Nella cultura della prima metà del Novecento la figura e l’opera di Angelo Fortunato Formiggini, così ricche di tensioni e di significato, occupano un posto di rilievo poliedrico. Chi era veramente Formiggini e quali furono i tratti umani e culturali più profondi del personaggio che nell’iconografia più diffusa ora sorride con ironia, ora guarda con pensosa tristezza? Questi i primi interrogativi da cui muovere per cercare di delineare la figura di Formiggini, attraverso la sua vicenda personale, segnata dall’ascendenza familiare, dalla condizione di ebreo nell’Italia del primo Novecento, e contemporaneamente tendere a cogliere le motivazioni e il senso della sua attività, studiando il quadro culturale della sua “piccola patria”, per seguire poi le diverse fasi della attività editoriale, rapportandole alle vicende generali della società italiana in quei decenni di sviluppo ma anche di profonde e drammatiche lacerazioni culturali e politiche.

Di lui filosofo, uomo di pensiero, animatore culturale, editore, l’attività è oggi ricordata negli aspetti insoliti delle realizzazioni, nei meriti delle proposte, nella forte convinzione che sosteneva il suo disegno filosofico atipico e stimolante ad un tempo.

Un “privato editore dilettante”: così amava ironicamente definirsi Angelo Fortunato Formiggini, compiacendosi di quella modesta dose di ambiguità che l’espressione sapeva generare; in realtà la sua produzione libraria non ha mai smentito la fondamentale artigianalità cui è improntata la politica della sua casa editrice: si tratta infatti di poco meno di seicento titoli complessivamente organizzati in collane o pubblicati singolarmente, cui però vanno aggiunte le annate delle riviste che egli editò con cura ed impegno.

Problemi da risolvere:
(a) Quali ruoli attribuisce a Formiggini il brano su Formiggini nel paragrafo che comincia con «Di lui filosofo»?
(b) Riscrivi in forma più breve il paragrafo del brano su Formiggini che comincia con «Un “privato editore dilettante”», conservandone i fatti principali.
(c) Prosegui il brano su Formiggini a partire dalla sua ultima frase.
L'elenco proviene da una fonte diversa rispetto al testo.

Estratto di dati:

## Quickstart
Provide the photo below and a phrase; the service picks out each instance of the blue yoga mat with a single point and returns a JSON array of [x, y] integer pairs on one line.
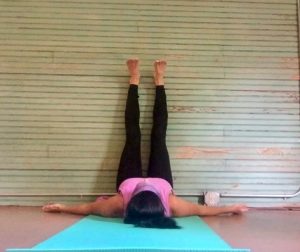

Risposte per esercizio:
(a) Filosofo, uomo di pensiero, animatore culturale, editore.

(b) Formiggini si definiva ironicamente un "privato editore dilettante", ma la sua casa editrice mantenne sempre un'impronta artigianale. Pubblicò poco meno di seicento titoli, in collane o singolarmente, a cui si aggiungono le annate delle riviste che curò con impegno.

(c)
Nonostante il non esorbitante numero di pubblicazioni, diluite nell’arco dei trent’anni di vita della casa editrice (1908-1938), la produzione formigginiana occupa uno spazio assai significativo nella vita della cultura italiana della prima metà del Novecento per il credito culturale che il titolare ha saputo conquistarsi grazie al peso delle scelte e il gusto delle realizzazioni; considerando inoltre che tale periodo è percorso da forti, intense e addirittura esplosive problematiche politiche, sociali, culturali si può con legittimità affermare che Formiggini fu un interprete fra i più attivi di “quella stagione senza certezze [...] -tratteggiata in maniera esemplare da Eugenio Garin al convegno di Modena del 1980- che aveva visto scatenarsi guerre e rivoluzioni destinate a segnare il suicido d’Europa”.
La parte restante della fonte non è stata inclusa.